Document passage START
Opponents to monoculture - such as Doug Parr, chief scientist at Greenpeace UK - are concerned that in an attempt to replenish the nutrients in the soil that would have been provided by other plant and microbial life, farmers will increase their use of fertilisers and chemicals. They are concerned that the monoculture system will lead to soil degradation due to a reduction in other plant life, such as ground-cover crops, which act to shield the soil from the effects of erosion caused by wind and rain.

“We would like to see a move away from monocultural industrial agriculture, which is efficient in terms of labour and money, but very inefficient in terms of land and water, and destructive to ecosystems and wildlife,” Parr notes.

The BioAg Alliance is a unique partnership between the US agricultural company Monsanto and the Danish biotechnology company Novozymes, which is listening to the diversity and soil quality concerns raised by those promoting resilient food systems. It is trying to come up with microbial-based agricultural solutions that address some of these concerns.

Specifically, the BioAg Alliance is investigating microbes such as bacteria, fungi and algae - which are integral to the health of all ecosystems - to create products that can be used to improve the diversity in soil, while also increasing crop yield and reducing inputs.

The BioAg Alliance has already introduced two types of microbial product to the market, one which helps plants take up nutrients, and the other which can help protect plants against pests, disease and weeds. On 5 December, it launched a third, a seed coating called Acceleron B-300 Sat, developed jointly by Monsanto and Novozyme teams.

Regardless of the innovations that come out of the BioAg Alliance, one outcome is certain: Monsanto - which has been at the forefront of hearing the concerns of GMO opponents for decades due to its long history of work in the agricultural space - plans on paying particular attention to sharing the science behind the BioAg Alliance’s innovations and their implications with the public.

“One of the things that we as Monsanto could have done a better job of earlier on is explaining what biotechnology is, what GMOs are, the science behind them and why they are safe. We will be doing a lot more education early on about the science, and if you go to our website, you will see that we are focusing more about talking about what the technology is, and what the technology is not,” John Combest, media communications manager at Monsanto, says. “We have taken the learnings from the last 20 years concerning the confusion and misinformation surrounding biotechnology, and we are looking to avoid those same challenges.”
Document passage END
Recorded information START
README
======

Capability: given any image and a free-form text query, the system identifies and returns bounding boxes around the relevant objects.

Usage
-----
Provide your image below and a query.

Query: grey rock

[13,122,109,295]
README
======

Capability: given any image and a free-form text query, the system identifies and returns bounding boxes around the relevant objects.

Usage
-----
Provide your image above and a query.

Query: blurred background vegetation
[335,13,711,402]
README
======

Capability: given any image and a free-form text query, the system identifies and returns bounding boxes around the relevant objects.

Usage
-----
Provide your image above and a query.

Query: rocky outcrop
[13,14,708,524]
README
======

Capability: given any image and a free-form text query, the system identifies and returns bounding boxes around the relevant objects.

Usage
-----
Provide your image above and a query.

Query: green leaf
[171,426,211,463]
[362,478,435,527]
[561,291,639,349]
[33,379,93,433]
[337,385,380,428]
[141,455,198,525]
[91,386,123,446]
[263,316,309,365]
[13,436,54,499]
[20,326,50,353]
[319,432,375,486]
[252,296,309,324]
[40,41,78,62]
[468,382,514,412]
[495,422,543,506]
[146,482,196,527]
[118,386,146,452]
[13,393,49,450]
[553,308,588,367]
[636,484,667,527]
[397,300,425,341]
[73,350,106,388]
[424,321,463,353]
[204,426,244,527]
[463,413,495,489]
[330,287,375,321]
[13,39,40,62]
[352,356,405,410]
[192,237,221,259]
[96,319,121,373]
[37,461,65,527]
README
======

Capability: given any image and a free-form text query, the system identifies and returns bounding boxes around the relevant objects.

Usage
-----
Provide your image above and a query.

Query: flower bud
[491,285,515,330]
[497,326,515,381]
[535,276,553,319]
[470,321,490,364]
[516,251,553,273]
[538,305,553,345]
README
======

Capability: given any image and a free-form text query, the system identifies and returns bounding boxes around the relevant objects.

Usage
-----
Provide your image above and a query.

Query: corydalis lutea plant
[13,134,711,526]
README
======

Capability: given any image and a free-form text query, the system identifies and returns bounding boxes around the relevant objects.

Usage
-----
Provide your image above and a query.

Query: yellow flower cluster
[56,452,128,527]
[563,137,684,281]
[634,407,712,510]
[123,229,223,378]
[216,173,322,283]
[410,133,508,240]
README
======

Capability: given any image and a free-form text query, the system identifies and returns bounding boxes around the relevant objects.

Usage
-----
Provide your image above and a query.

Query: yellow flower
Recorded information END
What to do —
**1.** Answer each question from the passage on monoculture and the BioAg Alliance.
(a) What position does Doug Parr hold?
(b) Which two companies make up the BioAg Alliance?
(c) What product did the BioAg Alliance launch on 5 December?
**2.** Extend the passage on monoculture and the BioAg Alliance with a few more paragraphs, picking up after its final sentence.

Numbered responses —
**1.**
(a) He is chief scientist at Greenpeace UK.
(b) The US agricultural company Monsanto and the Danish biotechnology company Novozymes.
(c) A seed coating called Acceleron B-300 Sat.

**2.**
Genetics and Greenpeace

Greenpeace’s opposition to Golden Rice - a genetically modified form of rice that produces beta carotene in an effort to counteract Vitamin A deficiency in the developing world - hit headlines earlier this year when 121 Nobel laureates released a signed letter calling for the environmental group to end its campaign against GMOs.

The organisation’s opposition to Golden Rice began in 2012 when US-funded researchers published a paper in the American Journal of Clinical Nutrition outlining a nutritional study carried out in China in which the researchers admitted to feeding Golden Rice to children without informing their parents that they were eating GM food.

In this recent letter, the Nobel laureates have accused Greenpeace of “severely and repeatedly misrepresenting facts” related to Golden Rice’s effectiveness and underlined the point that “GMOS are at least as safe as crops produced with other breeding methods”.

Wilhelmina Pelegrina, campaigner at Greenpeace Southeast Asia, responded with the following: “Corporations are overhyping ‘Golden’ Rice to pave the way for global approval of other more profitable genetically engineered crops... Rather than invest in this overpriced public relations exercise, we need to address malnutrition through a more diverse diet, equitable access to food and eco-agriculture.”